■ **TEXT**:
Can machines think? That’s what renowned mathematician Alan Turing sought to understand back in the 1950s when he created an imitation game to find out if a human interrogator could tell a human from a machine based solely on conversation deprived of physical cues.
The Turing test was introduced to determine a machine’s ability to show intelligent behavior that is equivalent to or even indistinguishable from that of a human. Turing mainly cared about whether machines could match up to humans’ intellectual capacities.
But there is more to being human than intellectual prowess, so researchers from the Center for Complex Systems and Brain Sciences (CCSBS) in the Charles E. Schmidt College of Science at Florida Atlantic University set out to answer the question: “How does it ‘feel’ to interact behaviorally with a machine?”
They created the equivalent of an “emotional” Turing test, and developed a virtual partner that is able to elicit emotional responses from its human partner while the pair engages in behavioral coordination in real-time.
Results of the study, titled “Enhanced Emotional Responses during Social Coordination with a Virtual Partner,” are recently published in the International Journal of Psychophysiology. The researchers designed the virtual partner so that its behavior is governed by mathematical models of human-to-human interactions in a way that enables humans to interact with the mathematical description of their social selves.
“Our study shows that humans exhibited greater emotional arousal when they thought the virtual partner was a human and not a machine, even though in all cases, it was a machine that they were interacting with,” said Mengsen Zhang, lead author and a Ph.D. student in FAU’s CCSBS. “Maybe we can think of intelligence in terms of coordinated motion within and between brains.”
The virtual partner is a key part of a paradigm developed at FAU called the Human Dynamic Clamp – a state-of-the-art human machine interface technology that allows humans to interact with a computational model that behaves very much like humans themselves. In simple experiments, the model – on receiving input from human movement – drives an image of a moving hand which is displayed on a video screen. To complete the reciprocal coupling, the subject sees and coordinates with the moving image as if it were a real person observed through a video circuit. This social “surrogate” can be precisely tuned and controlled – both by the experimenter and by the input from the human subject.
“The behaviors that gave rise to that distinctive emotional arousal were simple finger movements, not events like facial expressions for example, known to convey emotion,” said Emmanuelle Tognoli, Ph.D., co-author and associate research professor in FAU’s CCSBS. “So the findings are rather startling at first.”
Tognoli is quick to point out that that it is not so much about how fanciful the partner appears or how emotionally prone it is, since usually, fingers have little in the way of tears or laughter. Instead, it is a matter of how well the virtual partner relates its behavior to the human – its competence for social coordination written in its mathematical equations.
The mathematical models that govern the virtual partner’s behavior are grounded in four decades of empirical and theoretical research at FAU led by co-author J.A. Scott Kelso, Ph.D., the Glenwood and Martha Creech Eminent Chair in Science, and founder of FAU’s CCSBS.
Kelso stresses that the key idea behind the Human Dynamic Clamp is the symmetry between the human and the machine, the fact that they are governed by the same laws of coordination dynamics.

■ **REQUIRED ACTION A**: From the article on the emotional Turing test above, list each person it identifies as the study's lead author or a co-author, along with that role.
■ **REQUIRED ACTION B**:
Answer these questions using the article on the emotional Turing test above:
(i) In which journal were the study's results published?
(ii) What kind of behavior gave rise to the distinctive emotional arousal?
(iii) How many decades of research at FAU ground the mathematical models behind the virtual partner?

■ **DATA SUPPLIED**:
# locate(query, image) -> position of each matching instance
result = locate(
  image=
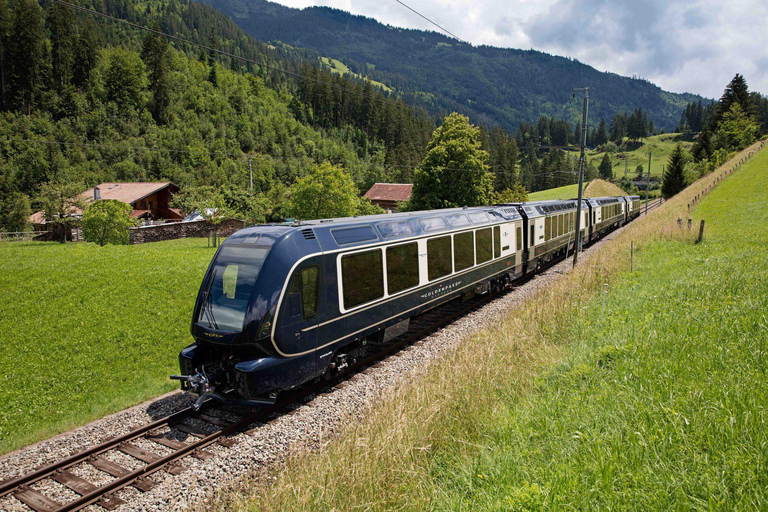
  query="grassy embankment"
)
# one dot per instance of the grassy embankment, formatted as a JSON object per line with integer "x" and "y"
{"x": 659, "y": 146}
{"x": 657, "y": 402}
{"x": 90, "y": 330}
{"x": 595, "y": 188}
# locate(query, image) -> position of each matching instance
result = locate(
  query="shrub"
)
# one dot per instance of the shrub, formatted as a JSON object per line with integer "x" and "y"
{"x": 107, "y": 222}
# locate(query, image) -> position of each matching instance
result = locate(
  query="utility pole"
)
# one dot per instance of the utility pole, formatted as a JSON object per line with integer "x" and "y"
{"x": 577, "y": 246}
{"x": 250, "y": 173}
{"x": 648, "y": 184}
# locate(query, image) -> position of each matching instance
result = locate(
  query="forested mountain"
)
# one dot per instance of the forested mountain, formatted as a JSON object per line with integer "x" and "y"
{"x": 493, "y": 86}
{"x": 85, "y": 100}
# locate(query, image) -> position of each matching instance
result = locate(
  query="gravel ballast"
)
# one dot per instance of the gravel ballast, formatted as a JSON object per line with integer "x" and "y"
{"x": 306, "y": 427}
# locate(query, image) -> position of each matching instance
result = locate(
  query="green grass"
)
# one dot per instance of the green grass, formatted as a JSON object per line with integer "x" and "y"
{"x": 89, "y": 330}
{"x": 662, "y": 401}
{"x": 656, "y": 402}
{"x": 659, "y": 146}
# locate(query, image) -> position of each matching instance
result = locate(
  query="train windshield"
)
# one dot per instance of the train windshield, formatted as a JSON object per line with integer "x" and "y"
{"x": 228, "y": 290}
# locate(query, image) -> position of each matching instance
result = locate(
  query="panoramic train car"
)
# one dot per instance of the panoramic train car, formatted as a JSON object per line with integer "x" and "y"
{"x": 607, "y": 213}
{"x": 633, "y": 207}
{"x": 283, "y": 304}
{"x": 550, "y": 228}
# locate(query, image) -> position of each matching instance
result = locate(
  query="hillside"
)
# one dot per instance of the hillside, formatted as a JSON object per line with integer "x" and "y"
{"x": 494, "y": 86}
{"x": 612, "y": 385}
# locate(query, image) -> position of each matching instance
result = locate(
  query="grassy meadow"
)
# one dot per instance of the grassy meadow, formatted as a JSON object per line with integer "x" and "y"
{"x": 659, "y": 146}
{"x": 89, "y": 330}
{"x": 610, "y": 389}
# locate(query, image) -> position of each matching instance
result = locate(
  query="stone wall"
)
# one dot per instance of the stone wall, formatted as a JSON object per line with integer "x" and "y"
{"x": 174, "y": 230}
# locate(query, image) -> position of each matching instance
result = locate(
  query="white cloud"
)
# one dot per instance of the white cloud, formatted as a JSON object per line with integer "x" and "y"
{"x": 683, "y": 46}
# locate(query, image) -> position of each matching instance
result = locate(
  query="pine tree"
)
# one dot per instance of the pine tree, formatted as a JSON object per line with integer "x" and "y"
{"x": 605, "y": 168}
{"x": 5, "y": 29}
{"x": 86, "y": 54}
{"x": 674, "y": 174}
{"x": 735, "y": 92}
{"x": 61, "y": 21}
{"x": 26, "y": 51}
{"x": 154, "y": 54}
{"x": 454, "y": 171}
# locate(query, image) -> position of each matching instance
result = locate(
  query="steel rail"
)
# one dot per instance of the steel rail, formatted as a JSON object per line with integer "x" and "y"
{"x": 9, "y": 486}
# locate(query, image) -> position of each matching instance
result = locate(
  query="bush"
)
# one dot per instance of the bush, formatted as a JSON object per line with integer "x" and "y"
{"x": 107, "y": 222}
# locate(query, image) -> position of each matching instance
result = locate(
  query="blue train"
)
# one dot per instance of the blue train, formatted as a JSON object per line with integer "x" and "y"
{"x": 283, "y": 304}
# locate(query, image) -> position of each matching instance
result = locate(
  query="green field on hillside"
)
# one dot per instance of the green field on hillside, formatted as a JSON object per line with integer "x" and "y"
{"x": 662, "y": 401}
{"x": 608, "y": 390}
{"x": 659, "y": 146}
{"x": 90, "y": 330}
{"x": 339, "y": 68}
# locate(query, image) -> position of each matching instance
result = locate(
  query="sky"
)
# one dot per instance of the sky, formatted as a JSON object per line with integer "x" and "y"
{"x": 682, "y": 46}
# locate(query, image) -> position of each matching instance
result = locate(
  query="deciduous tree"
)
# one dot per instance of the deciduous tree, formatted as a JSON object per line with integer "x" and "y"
{"x": 106, "y": 222}
{"x": 454, "y": 172}
{"x": 326, "y": 192}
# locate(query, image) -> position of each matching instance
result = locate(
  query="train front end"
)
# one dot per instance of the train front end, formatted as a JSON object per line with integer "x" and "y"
{"x": 233, "y": 359}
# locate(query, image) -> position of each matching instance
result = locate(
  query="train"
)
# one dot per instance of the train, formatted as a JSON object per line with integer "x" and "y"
{"x": 286, "y": 303}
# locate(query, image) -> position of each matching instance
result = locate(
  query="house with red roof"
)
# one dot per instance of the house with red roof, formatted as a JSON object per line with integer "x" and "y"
{"x": 389, "y": 195}
{"x": 149, "y": 200}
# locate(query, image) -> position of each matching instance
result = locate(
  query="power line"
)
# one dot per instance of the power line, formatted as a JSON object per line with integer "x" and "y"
{"x": 216, "y": 50}
{"x": 432, "y": 22}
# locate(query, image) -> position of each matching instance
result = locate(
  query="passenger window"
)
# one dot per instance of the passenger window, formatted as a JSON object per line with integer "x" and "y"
{"x": 483, "y": 245}
{"x": 362, "y": 276}
{"x": 463, "y": 251}
{"x": 303, "y": 292}
{"x": 438, "y": 257}
{"x": 310, "y": 290}
{"x": 229, "y": 281}
{"x": 402, "y": 267}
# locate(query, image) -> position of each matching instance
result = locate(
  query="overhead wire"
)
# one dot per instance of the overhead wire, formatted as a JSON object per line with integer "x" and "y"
{"x": 432, "y": 22}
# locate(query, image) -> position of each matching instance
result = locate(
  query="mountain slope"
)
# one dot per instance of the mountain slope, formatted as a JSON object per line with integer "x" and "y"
{"x": 492, "y": 85}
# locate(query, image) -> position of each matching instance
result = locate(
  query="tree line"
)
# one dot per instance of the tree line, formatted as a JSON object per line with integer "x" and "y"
{"x": 734, "y": 122}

■ **RESPONSE AREA A**:
Mengsen Zhang, lead author
Emmanuelle Tognoli, co-author
J.A. Scott Kelso, co-author

■ **RESPONSE AREA B**:
(i) The International Journal of Psychophysiology
(ii) Simple finger movements
(iii) Four decades